> EXERCISE DIRECTIONS:
Pull out the lines of the data below verbatim, beginning at the line that contains "Target — tiny green sprout" and ending with the last line of the data.

....................

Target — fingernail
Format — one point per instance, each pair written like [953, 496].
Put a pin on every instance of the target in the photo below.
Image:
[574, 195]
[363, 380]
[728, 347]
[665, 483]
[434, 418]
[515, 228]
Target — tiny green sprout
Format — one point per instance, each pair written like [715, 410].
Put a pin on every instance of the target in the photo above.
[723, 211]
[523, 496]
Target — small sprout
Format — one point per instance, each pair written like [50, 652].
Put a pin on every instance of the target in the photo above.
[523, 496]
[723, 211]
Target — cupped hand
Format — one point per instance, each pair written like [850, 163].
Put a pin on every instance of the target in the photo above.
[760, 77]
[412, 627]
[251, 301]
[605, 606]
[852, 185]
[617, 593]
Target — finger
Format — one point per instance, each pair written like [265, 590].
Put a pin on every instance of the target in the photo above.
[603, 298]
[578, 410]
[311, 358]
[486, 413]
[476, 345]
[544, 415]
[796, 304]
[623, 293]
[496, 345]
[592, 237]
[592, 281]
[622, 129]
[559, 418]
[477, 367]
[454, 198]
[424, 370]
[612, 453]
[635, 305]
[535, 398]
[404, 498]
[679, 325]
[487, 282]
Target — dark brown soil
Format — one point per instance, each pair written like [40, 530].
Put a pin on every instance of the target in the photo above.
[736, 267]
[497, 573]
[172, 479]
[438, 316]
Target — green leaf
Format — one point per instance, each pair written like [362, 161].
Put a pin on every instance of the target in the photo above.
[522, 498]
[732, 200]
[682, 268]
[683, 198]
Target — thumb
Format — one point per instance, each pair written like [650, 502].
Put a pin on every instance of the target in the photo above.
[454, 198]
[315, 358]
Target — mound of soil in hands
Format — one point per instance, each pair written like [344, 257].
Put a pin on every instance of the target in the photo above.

....................

> WRITTEN ANSWER:
Target — tiny green sprout
Format — one point per instance, each pair written like [715, 410].
Put a pin on every instance of the target in the photo above.
[723, 211]
[523, 496]
Target — small sprout
Format — one point per instance, each pair written like [50, 652].
Put a pin on every instance of the target in the photo above.
[523, 496]
[723, 211]
Target — cupped hand
Format — one point per instance, each pair written like [850, 163].
Put a pin on every instance of the target in the photo above.
[760, 77]
[412, 627]
[251, 301]
[605, 606]
[852, 185]
[617, 593]
Target — finger
Format — one point per instance, each pair written like [265, 590].
Put a pin on every instance of the target in the photo above.
[603, 298]
[578, 410]
[311, 358]
[486, 413]
[476, 345]
[544, 415]
[796, 304]
[623, 293]
[496, 345]
[592, 237]
[592, 281]
[622, 129]
[559, 418]
[477, 367]
[454, 198]
[424, 370]
[612, 453]
[635, 305]
[535, 398]
[404, 498]
[679, 325]
[487, 282]
Target — dark brown soil
Format — one point per instance, each pair written like [40, 530].
Put a pin on every instance of the target in the photo above.
[736, 267]
[497, 573]
[172, 479]
[438, 316]
Target — green leaf
Format — one point per instance, each pair written like [362, 161].
Put a pin on every instance of the target in the photo above.
[522, 498]
[732, 200]
[682, 268]
[683, 198]
Target — thumb
Format — one point per instance, each pair written like [650, 502].
Put a pin on every instance of the target in the photo above.
[454, 198]
[315, 358]
Target — mound of soil in hands
Format — one point per instance, each pair written like [344, 257].
Put a pin on every instance of the target in the photo above.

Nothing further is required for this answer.